DOCUMENT EXTRACT ->
********
Although I enjoyed In God’s Way I would recommend Morris West’s fiction and Karen Armstrong’s A Case for God as more contemporary and easier to read. As I have said poetry is not a strong suite of mine. I am including the following as that which most appealed to me.
THE TREE
Ready with leaves and with buds stood the tree.
“Shall I take them?” the frost said, now puffing with glee.
“Oh my, no, let them stand,
Till flowers are at hand!”
All trembling from tree-top to root came the plea.
Flowers unfolding the birds gladly sung.
“Shall I take them?” the wind said and merrily swung.
“Oh my, no, let them stand,
Till cherries are at hand!”
Protested the tree, while quivering hung.
The cherries came forth ‘neath the sun’s glowing eye.
“Shall I take them?” a rosy young girl’s eager cry.
Oh my, yes, you can take,
I’ve kept them for your sake!”
Low bending its branches, the tree brought them nigh.
I mentioned European politics becoming much involved in the Nobel Prize. By 1904 it was there big time, so much so the committee decided to split the prize between a French poet and a Spanish playwright. I will take Frédéric Mistral first. I will have to look for a CD with the folk music of Provence. That will go with fish soup and red wine while I enjoy the bard of Provençal.
********
SOURCE DATA ->
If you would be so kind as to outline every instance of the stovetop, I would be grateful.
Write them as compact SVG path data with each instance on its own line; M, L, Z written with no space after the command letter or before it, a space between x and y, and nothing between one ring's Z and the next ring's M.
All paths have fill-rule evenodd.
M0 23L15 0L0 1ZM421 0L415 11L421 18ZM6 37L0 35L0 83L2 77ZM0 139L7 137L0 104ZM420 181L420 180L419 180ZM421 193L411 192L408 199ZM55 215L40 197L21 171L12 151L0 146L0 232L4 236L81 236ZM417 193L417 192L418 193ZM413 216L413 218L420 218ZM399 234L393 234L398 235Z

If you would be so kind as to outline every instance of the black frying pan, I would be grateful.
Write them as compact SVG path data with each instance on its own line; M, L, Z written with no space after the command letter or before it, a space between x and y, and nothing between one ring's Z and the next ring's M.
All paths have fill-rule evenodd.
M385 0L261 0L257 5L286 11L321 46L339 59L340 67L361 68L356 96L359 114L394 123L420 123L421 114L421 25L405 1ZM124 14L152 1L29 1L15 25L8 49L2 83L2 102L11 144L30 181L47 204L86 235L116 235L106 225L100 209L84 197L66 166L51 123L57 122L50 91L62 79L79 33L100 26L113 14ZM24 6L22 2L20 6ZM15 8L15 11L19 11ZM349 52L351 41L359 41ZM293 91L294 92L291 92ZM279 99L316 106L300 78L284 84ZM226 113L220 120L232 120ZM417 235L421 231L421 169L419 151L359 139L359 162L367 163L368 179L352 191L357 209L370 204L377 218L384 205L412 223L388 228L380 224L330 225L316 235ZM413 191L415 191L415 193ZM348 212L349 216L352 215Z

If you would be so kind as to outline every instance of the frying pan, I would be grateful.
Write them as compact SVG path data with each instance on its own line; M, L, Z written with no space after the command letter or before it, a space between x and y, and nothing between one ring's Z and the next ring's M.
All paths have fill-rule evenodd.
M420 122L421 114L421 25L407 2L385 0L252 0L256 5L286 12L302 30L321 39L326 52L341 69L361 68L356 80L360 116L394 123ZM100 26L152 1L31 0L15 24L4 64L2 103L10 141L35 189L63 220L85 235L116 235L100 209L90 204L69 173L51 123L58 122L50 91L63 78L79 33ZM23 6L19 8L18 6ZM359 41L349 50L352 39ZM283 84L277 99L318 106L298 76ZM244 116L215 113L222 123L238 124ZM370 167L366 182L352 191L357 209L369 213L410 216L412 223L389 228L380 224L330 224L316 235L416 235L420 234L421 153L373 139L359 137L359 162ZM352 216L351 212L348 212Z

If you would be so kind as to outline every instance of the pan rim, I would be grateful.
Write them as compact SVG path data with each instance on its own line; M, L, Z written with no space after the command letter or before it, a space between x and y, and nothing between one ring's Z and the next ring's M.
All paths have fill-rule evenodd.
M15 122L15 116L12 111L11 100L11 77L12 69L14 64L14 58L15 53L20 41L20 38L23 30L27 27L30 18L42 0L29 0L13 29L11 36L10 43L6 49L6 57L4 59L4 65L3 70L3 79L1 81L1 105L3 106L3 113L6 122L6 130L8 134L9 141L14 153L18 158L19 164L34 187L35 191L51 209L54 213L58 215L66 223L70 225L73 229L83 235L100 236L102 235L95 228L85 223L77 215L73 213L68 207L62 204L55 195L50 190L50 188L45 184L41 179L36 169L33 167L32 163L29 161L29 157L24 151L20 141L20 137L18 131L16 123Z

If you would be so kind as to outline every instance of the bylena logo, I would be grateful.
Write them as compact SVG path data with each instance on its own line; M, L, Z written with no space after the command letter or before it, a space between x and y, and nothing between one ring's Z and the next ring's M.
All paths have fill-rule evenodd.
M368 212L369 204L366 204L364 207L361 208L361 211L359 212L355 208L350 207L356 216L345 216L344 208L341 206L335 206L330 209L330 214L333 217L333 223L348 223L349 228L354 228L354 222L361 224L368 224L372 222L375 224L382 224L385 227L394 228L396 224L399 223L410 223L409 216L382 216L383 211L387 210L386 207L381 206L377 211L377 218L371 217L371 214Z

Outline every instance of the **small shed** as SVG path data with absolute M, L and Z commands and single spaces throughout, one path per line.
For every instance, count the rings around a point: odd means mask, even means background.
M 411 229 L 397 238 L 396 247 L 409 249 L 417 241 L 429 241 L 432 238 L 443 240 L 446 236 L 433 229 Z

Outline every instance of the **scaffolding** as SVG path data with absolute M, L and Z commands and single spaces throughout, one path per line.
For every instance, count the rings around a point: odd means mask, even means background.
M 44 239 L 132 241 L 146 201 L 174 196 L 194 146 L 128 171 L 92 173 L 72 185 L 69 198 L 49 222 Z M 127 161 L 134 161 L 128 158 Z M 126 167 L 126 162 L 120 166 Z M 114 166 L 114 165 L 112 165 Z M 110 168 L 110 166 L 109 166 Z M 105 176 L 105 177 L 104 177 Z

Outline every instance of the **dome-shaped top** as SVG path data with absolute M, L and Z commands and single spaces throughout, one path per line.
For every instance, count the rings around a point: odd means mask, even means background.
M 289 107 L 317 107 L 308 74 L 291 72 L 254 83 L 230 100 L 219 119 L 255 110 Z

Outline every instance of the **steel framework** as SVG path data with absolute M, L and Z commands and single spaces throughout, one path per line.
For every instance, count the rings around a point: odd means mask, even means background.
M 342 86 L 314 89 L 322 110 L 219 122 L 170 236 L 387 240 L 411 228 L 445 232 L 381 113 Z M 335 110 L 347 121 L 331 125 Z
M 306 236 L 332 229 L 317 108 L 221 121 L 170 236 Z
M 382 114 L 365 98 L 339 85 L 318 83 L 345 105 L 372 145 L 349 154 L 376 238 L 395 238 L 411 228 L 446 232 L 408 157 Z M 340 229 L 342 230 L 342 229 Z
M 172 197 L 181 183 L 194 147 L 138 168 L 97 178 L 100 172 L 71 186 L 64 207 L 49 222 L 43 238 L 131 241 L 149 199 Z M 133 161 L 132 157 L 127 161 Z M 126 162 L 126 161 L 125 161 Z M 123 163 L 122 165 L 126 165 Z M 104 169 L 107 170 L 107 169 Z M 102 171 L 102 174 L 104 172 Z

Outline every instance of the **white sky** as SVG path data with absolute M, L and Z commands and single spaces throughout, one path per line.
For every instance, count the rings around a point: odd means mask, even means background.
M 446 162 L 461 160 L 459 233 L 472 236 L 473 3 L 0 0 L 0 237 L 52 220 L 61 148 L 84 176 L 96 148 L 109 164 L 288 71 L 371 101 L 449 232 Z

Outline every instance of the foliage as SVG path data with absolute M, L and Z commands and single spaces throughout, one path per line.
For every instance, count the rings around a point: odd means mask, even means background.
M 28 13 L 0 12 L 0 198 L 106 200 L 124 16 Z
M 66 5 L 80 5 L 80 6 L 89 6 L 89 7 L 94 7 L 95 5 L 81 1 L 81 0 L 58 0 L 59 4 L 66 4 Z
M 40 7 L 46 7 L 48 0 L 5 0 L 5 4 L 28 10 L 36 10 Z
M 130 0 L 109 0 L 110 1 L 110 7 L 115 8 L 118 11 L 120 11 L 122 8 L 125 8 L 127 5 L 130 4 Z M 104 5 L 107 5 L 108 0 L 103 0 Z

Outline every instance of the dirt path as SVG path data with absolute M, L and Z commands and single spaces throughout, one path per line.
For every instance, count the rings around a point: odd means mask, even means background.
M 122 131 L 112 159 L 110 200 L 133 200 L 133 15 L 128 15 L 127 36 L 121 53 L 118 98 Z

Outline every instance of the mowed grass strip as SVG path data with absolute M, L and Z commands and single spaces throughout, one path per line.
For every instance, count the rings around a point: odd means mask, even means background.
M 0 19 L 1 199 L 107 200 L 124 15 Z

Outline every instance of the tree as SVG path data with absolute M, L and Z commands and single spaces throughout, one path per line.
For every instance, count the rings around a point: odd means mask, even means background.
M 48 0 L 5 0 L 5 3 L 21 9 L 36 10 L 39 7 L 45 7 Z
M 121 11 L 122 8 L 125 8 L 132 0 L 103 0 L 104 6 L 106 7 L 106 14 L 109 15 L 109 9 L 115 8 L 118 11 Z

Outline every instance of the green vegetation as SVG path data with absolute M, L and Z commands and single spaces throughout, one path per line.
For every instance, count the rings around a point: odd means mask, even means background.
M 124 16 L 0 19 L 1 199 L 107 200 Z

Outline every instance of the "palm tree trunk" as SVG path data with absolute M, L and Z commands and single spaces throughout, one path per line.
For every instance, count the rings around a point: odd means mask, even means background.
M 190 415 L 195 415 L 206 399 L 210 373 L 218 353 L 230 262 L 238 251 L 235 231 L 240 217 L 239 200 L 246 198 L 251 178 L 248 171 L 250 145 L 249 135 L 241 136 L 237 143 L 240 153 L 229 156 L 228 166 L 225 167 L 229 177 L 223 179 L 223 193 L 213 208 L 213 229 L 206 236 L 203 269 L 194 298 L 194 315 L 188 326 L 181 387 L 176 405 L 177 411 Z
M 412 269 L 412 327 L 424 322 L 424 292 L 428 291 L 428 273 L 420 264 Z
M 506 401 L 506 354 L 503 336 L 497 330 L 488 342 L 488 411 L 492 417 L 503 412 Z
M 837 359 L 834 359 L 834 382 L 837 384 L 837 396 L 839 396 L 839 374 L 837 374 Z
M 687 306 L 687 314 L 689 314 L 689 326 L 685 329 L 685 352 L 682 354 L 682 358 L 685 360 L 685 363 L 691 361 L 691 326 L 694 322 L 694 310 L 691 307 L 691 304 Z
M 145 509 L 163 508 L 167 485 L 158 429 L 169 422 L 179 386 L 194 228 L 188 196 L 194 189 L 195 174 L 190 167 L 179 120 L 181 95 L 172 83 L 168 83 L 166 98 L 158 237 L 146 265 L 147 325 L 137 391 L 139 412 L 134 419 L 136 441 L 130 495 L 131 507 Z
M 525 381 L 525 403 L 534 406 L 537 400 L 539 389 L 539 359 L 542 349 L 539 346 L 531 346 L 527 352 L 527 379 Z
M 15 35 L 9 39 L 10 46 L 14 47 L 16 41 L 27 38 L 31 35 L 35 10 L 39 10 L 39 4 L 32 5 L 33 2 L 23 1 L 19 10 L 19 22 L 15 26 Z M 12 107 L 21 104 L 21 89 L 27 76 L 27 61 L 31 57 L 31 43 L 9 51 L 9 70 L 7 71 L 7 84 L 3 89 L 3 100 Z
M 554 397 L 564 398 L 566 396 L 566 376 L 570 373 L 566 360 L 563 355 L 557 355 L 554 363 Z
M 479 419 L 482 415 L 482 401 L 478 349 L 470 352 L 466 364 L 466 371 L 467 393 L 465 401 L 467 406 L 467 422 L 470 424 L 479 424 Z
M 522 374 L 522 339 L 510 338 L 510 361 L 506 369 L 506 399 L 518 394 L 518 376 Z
********
WHAT IS BEING ASKED -> In the reading notes, who is finally allowed to take the cherries from the tree?

REPLY -> A rosy young girl.